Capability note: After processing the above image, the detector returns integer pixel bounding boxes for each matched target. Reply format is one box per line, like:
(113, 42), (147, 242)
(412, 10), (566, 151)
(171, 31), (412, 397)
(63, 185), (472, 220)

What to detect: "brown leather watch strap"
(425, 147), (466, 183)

## Goal of the exercise
Copy the entries again, changing "leather" to "canvas" wherever it appears and leaving everything else untouched.

## Written response
Capability note: After processing the above image, the detector returns integer pixel bounding boxes for each matched target. Reply format is one box per line, like:
(113, 42), (147, 242)
(412, 10), (566, 151)
(171, 31), (412, 397)
(63, 185), (472, 220)

What to detect: "brown canvas watch strap"
(425, 147), (466, 183)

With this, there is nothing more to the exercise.